● What to do
Look for the string "grass" in the data below, and copy each line that holds it.

● Information shown
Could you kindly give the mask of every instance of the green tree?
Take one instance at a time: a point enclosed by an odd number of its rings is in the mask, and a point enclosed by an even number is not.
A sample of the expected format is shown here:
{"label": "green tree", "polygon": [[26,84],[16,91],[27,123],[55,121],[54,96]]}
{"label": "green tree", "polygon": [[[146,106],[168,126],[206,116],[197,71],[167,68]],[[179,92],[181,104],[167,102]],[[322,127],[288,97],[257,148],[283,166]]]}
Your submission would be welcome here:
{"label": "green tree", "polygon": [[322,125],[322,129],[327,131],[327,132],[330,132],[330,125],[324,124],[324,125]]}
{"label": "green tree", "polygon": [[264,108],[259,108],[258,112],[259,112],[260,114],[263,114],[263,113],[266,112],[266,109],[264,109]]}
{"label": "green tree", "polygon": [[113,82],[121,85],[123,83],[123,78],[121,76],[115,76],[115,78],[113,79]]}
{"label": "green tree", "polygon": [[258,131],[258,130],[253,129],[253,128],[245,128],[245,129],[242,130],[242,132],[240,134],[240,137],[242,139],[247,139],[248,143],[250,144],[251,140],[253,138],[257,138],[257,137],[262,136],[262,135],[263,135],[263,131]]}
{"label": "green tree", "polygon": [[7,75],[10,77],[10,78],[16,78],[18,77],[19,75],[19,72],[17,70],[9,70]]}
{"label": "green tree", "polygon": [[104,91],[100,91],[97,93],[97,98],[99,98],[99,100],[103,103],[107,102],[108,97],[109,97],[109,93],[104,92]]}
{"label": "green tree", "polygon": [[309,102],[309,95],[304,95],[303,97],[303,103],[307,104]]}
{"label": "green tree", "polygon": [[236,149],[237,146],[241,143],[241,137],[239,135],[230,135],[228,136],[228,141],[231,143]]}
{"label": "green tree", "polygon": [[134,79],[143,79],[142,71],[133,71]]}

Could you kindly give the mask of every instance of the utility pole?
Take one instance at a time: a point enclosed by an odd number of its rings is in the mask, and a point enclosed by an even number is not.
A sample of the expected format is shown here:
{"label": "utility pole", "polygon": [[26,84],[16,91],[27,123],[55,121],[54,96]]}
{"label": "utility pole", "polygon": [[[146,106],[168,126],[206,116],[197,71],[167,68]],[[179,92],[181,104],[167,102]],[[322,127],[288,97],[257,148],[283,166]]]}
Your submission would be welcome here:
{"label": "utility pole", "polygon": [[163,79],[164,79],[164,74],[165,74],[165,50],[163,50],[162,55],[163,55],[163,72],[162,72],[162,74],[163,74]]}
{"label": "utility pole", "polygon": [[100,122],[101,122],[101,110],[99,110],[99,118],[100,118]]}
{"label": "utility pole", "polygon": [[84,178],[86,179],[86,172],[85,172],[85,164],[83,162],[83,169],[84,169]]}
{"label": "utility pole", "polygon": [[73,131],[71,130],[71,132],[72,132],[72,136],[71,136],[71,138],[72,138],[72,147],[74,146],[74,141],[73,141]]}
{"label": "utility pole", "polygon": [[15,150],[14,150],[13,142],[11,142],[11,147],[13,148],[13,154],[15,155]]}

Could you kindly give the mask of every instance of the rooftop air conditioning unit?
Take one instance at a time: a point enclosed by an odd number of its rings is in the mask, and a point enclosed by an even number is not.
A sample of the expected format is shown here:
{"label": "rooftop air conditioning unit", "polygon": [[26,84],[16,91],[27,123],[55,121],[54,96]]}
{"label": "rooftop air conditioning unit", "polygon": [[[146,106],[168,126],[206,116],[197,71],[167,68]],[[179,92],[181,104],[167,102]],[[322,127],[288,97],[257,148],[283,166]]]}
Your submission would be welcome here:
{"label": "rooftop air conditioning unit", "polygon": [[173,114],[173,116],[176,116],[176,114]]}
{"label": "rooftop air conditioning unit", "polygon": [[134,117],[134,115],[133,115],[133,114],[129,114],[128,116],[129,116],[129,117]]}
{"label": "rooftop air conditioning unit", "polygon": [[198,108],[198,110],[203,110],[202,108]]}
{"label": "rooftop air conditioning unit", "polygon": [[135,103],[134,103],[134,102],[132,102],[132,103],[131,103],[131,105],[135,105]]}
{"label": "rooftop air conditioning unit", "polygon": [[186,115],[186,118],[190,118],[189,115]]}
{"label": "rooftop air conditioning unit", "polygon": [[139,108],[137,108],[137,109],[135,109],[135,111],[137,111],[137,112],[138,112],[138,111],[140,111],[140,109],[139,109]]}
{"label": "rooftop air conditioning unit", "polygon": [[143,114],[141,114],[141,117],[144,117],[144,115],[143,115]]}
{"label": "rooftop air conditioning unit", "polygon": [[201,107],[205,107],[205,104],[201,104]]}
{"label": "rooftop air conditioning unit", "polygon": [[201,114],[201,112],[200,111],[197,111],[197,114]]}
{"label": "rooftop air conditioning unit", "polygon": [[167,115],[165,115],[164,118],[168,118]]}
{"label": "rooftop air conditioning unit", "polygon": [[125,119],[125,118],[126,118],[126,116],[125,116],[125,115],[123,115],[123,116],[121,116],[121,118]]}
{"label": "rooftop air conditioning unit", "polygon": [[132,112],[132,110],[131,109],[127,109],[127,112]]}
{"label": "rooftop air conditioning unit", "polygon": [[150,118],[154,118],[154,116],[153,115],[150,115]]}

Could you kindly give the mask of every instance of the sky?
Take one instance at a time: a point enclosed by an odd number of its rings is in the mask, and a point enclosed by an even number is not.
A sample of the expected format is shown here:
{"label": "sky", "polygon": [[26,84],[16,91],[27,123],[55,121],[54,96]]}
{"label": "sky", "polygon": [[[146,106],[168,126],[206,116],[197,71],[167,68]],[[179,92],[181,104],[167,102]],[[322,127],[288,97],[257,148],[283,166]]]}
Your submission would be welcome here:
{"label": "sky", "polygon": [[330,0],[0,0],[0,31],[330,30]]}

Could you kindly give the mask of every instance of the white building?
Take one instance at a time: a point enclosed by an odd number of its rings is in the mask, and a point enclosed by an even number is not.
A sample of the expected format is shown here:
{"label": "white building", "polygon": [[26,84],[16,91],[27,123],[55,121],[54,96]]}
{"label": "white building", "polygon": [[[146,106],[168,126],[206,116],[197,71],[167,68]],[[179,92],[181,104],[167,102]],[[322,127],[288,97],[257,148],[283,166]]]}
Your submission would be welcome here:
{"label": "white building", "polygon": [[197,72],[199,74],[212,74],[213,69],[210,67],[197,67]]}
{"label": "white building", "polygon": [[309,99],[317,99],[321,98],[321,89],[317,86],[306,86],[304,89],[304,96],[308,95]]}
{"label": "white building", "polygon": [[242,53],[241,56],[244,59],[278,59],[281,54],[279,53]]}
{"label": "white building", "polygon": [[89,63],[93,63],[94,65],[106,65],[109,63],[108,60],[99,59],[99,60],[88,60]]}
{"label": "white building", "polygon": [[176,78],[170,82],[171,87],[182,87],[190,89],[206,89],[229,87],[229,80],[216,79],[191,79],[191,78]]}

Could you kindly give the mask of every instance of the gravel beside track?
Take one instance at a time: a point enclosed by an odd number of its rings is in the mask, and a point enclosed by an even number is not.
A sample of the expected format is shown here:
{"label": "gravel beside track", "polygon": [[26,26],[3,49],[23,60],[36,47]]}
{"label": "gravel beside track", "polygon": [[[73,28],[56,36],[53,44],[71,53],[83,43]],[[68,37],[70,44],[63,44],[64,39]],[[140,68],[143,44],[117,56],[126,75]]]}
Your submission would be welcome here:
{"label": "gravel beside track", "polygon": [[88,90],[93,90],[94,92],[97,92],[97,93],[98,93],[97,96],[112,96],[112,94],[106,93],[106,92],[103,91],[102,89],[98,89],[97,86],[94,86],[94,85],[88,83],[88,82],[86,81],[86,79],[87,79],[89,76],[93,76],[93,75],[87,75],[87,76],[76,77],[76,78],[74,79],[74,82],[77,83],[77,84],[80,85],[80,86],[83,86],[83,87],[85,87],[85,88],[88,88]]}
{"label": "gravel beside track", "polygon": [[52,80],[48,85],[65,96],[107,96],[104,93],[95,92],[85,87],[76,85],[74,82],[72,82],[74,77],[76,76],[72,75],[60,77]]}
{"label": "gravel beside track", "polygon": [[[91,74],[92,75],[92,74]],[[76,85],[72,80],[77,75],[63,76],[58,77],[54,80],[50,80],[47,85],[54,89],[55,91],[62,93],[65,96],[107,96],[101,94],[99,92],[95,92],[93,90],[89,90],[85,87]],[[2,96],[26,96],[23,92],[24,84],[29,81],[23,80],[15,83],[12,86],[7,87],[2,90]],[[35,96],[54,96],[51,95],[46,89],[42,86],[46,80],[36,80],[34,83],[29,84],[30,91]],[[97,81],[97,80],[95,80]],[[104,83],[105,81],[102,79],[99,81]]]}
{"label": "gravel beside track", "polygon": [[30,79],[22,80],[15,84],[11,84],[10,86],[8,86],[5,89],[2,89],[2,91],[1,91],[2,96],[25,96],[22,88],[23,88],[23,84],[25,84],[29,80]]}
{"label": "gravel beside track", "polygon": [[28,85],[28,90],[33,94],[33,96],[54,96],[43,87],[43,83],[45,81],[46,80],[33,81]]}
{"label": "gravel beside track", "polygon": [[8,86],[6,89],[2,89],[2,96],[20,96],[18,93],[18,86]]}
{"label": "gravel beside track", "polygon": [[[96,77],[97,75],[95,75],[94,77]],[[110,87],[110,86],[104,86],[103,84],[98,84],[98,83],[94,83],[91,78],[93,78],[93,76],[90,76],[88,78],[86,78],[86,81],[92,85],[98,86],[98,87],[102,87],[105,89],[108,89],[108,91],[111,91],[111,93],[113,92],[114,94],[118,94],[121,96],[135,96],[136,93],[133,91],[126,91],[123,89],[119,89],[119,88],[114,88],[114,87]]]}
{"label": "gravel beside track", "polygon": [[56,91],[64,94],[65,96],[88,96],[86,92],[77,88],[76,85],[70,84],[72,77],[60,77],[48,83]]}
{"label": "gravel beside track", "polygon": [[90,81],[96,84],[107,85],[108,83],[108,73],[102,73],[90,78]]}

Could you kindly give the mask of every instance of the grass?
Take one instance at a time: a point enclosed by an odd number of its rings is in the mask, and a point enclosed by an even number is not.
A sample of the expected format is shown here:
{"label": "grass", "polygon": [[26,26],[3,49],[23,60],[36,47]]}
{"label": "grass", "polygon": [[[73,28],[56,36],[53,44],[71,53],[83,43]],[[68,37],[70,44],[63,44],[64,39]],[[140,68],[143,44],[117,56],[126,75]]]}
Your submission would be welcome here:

● Answer box
Could you kindly give the mask of every instance of the grass?
{"label": "grass", "polygon": [[26,26],[3,49],[23,60],[36,47]]}
{"label": "grass", "polygon": [[[73,28],[56,36],[53,44],[71,53],[83,43]],[[68,37],[70,44],[63,44],[64,39]],[[140,68],[143,44],[117,56],[126,75]]]}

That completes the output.